● AIM OF THE EXERCISE:
Can you scale the rows from the start up to and including the line containing "point(177, 28)", repeating them in full with their requests but with every point coordinate in the answers multiplied by 0.5 and rounded to a whole number, halves rounding up? Leave the pictures out.

[Excerpt from a dataset]
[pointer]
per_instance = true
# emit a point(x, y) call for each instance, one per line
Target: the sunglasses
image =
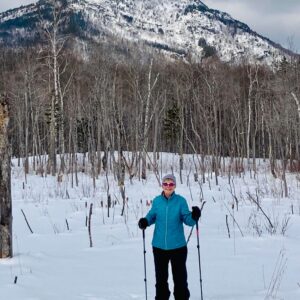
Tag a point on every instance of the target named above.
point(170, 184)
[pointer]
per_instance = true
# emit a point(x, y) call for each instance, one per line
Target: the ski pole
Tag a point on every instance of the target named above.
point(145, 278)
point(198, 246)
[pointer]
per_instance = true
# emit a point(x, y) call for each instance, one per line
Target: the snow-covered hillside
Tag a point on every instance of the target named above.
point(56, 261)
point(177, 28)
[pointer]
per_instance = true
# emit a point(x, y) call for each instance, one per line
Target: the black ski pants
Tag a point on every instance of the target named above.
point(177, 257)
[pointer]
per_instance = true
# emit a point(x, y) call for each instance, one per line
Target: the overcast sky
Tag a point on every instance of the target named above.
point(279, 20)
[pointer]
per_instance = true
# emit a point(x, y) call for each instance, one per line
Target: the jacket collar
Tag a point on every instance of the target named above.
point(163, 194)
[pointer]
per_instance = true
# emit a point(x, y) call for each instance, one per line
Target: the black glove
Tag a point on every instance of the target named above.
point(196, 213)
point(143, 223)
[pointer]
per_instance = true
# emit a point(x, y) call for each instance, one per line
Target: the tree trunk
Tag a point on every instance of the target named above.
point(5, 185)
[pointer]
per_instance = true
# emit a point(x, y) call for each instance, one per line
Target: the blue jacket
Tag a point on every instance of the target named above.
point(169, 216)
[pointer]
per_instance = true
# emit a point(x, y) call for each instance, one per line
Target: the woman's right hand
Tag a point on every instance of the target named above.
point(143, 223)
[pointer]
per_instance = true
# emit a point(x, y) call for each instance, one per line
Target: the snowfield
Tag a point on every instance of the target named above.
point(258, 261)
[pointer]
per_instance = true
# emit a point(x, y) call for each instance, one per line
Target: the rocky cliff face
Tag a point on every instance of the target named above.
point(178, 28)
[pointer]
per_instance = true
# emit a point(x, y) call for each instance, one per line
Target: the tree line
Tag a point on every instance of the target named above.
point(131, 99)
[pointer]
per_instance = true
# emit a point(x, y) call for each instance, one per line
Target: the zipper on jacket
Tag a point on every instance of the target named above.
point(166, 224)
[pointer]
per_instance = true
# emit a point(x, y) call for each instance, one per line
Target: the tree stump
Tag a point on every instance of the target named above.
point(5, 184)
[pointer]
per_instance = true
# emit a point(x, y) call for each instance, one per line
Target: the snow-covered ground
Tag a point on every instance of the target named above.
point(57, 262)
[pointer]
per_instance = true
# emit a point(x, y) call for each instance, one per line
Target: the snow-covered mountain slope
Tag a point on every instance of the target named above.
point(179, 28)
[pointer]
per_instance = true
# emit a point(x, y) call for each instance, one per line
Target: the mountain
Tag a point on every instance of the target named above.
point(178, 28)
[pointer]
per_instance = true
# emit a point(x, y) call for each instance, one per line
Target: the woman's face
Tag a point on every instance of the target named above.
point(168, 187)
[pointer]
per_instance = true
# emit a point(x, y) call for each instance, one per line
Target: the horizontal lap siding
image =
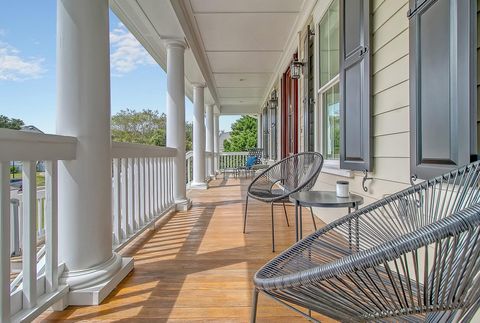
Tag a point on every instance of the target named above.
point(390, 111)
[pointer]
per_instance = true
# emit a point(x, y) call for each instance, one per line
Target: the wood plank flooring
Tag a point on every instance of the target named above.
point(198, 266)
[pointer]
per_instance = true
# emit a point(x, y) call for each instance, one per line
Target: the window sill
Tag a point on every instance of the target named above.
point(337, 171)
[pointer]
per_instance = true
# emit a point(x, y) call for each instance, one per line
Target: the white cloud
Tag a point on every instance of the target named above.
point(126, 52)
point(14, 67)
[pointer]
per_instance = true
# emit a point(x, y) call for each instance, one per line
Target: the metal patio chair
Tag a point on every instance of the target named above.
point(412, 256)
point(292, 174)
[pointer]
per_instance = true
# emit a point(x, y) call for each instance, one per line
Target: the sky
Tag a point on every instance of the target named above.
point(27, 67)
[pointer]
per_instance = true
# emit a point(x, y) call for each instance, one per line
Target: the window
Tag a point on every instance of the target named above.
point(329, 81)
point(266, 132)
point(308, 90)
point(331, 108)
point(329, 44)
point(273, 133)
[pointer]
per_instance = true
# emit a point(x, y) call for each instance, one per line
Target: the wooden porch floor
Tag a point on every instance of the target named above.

● ANSWER BELOW:
[pointer]
per_instance = true
# emit a point(x, y) call for each instance, one per line
Target: the sunglasses
image =
Tag a point on every instance of the target named above.
point(85, 92)
[pointer]
per_instance = true
# emit a point(x, y) call for each instance, one per line
Target: the ski pole
Tag a point on every instance of the target named above.
point(73, 139)
point(99, 123)
[pointer]
per_instance = true
# emit a point(x, y) call for each instance, one per line
Target: the snow-covered hillside
Tag a point on every instance of the target named above.
point(28, 131)
point(89, 14)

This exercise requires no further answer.